**WORK INSTRUCTION**
Look for the string "each" in the listing below, then copy every line that has it.

**GIVEN DATA**

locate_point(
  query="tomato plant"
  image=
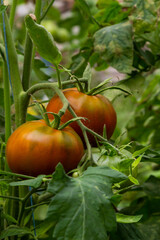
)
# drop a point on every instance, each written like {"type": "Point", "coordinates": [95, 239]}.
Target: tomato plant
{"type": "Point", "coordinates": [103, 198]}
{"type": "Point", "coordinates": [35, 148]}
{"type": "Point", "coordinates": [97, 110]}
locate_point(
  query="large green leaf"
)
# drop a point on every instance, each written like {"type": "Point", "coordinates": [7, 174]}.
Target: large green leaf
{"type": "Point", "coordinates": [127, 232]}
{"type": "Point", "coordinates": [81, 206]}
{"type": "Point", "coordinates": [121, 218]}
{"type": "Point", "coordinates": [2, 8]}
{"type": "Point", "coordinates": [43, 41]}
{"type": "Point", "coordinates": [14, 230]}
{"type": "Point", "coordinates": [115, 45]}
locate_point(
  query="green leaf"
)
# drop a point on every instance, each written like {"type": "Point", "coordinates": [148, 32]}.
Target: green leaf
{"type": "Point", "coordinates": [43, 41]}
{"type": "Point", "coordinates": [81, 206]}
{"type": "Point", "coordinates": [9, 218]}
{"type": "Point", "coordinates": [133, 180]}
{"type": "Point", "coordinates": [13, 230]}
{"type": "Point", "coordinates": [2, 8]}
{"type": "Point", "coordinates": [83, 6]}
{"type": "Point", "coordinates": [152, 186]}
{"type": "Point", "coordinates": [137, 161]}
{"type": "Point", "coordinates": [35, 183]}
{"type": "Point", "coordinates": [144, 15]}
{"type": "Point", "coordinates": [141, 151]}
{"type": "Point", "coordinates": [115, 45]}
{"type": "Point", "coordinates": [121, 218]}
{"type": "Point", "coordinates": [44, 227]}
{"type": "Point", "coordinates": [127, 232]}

**RESULT**
# drop a point on every instance, each written like {"type": "Point", "coordinates": [95, 239]}.
# drop a point on every instance, each written like {"type": "Point", "coordinates": [7, 174]}.
# drop a point on every instance, each written like {"type": "Point", "coordinates": [148, 32]}.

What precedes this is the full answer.